_Dataset extract_
+ + + + +

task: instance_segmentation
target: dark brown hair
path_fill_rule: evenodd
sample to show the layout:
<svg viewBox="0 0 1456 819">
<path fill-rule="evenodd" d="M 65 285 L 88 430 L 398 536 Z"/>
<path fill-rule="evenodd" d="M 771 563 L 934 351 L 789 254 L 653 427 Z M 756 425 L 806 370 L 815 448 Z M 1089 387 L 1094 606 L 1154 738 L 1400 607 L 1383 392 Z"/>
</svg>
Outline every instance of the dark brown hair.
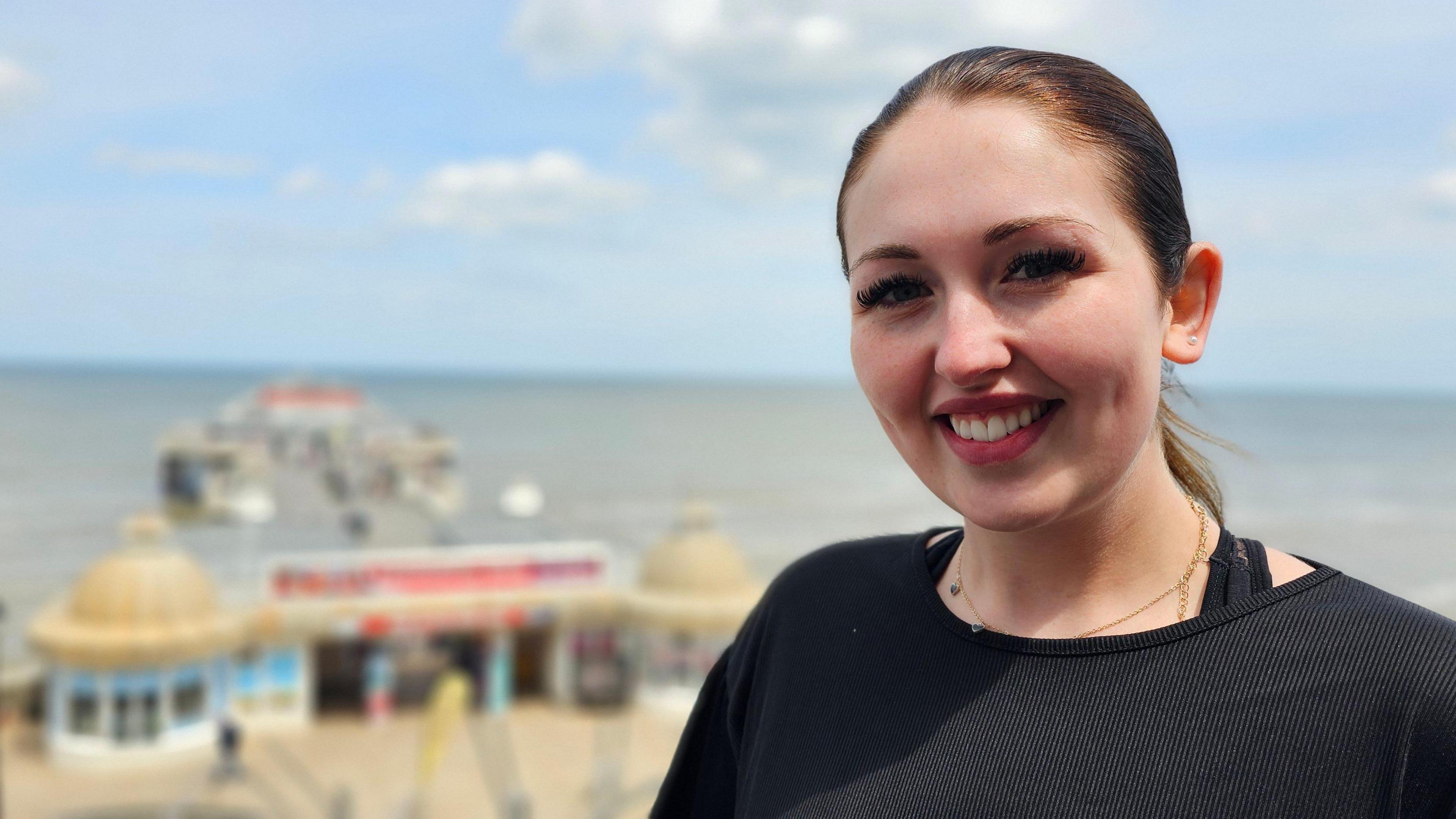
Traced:
<svg viewBox="0 0 1456 819">
<path fill-rule="evenodd" d="M 1054 124 L 1057 133 L 1096 149 L 1107 162 L 1112 197 L 1137 229 L 1153 261 L 1158 289 L 1165 299 L 1182 286 L 1184 264 L 1192 243 L 1188 213 L 1178 181 L 1172 143 L 1143 98 L 1111 71 L 1077 57 L 986 47 L 952 54 L 900 86 L 875 121 L 855 138 L 844 168 L 834 214 L 839 256 L 849 275 L 844 249 L 844 195 L 865 173 L 875 147 L 919 102 L 941 99 L 968 103 L 999 99 L 1028 105 Z M 1182 389 L 1172 363 L 1163 361 L 1160 388 Z M 1178 431 L 1223 444 L 1178 417 L 1162 396 L 1158 399 L 1158 428 L 1163 459 L 1174 479 L 1223 522 L 1223 493 L 1213 465 Z"/>
</svg>

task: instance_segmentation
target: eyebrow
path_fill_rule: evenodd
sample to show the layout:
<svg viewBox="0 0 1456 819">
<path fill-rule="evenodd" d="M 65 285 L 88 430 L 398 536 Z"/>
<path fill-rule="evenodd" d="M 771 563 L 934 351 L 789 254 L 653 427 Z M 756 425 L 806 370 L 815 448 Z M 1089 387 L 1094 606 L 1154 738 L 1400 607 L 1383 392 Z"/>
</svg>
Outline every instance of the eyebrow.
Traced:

+ + + + +

_What the exercise asks_
Give all the lines above again, character for character, without pictures.

_The reply_
task: instance_segmentation
target: dark brown hair
path_fill_rule: evenodd
sample to show the layout:
<svg viewBox="0 0 1456 819">
<path fill-rule="evenodd" d="M 65 285 L 88 430 L 398 536 Z"/>
<path fill-rule="evenodd" d="M 771 563 L 934 351 L 789 254 L 653 427 Z M 756 425 L 806 370 L 815 448 Z M 1089 387 L 1094 606 L 1154 738 L 1400 607 L 1383 392 Z"/>
</svg>
Outline every instance of the dark brown hair.
Traced:
<svg viewBox="0 0 1456 819">
<path fill-rule="evenodd" d="M 1054 124 L 1057 133 L 1096 149 L 1107 162 L 1112 197 L 1137 229 L 1153 261 L 1158 289 L 1165 299 L 1182 286 L 1184 264 L 1192 243 L 1188 213 L 1178 181 L 1172 143 L 1143 98 L 1111 71 L 1077 57 L 986 47 L 952 54 L 900 86 L 875 121 L 855 138 L 844 168 L 834 214 L 839 256 L 849 275 L 844 249 L 844 195 L 865 173 L 875 147 L 919 102 L 941 99 L 968 103 L 999 99 L 1028 105 Z M 1182 389 L 1172 363 L 1163 361 L 1160 388 Z M 1178 431 L 1223 444 L 1178 417 L 1162 396 L 1158 399 L 1158 428 L 1163 459 L 1174 479 L 1223 522 L 1223 493 L 1213 465 Z"/>
</svg>

task: instance_segmentation
target: eyebrow
path_fill_rule: evenodd
sample to show the layout:
<svg viewBox="0 0 1456 819">
<path fill-rule="evenodd" d="M 65 285 L 88 430 L 398 536 Z"/>
<path fill-rule="evenodd" d="M 771 563 L 934 351 L 789 254 L 653 427 Z M 756 425 L 806 370 L 815 448 Z M 1089 387 L 1094 606 L 1154 738 L 1400 607 L 1383 392 Z"/>
</svg>
Outline every instance of the eyebrow.
Traced:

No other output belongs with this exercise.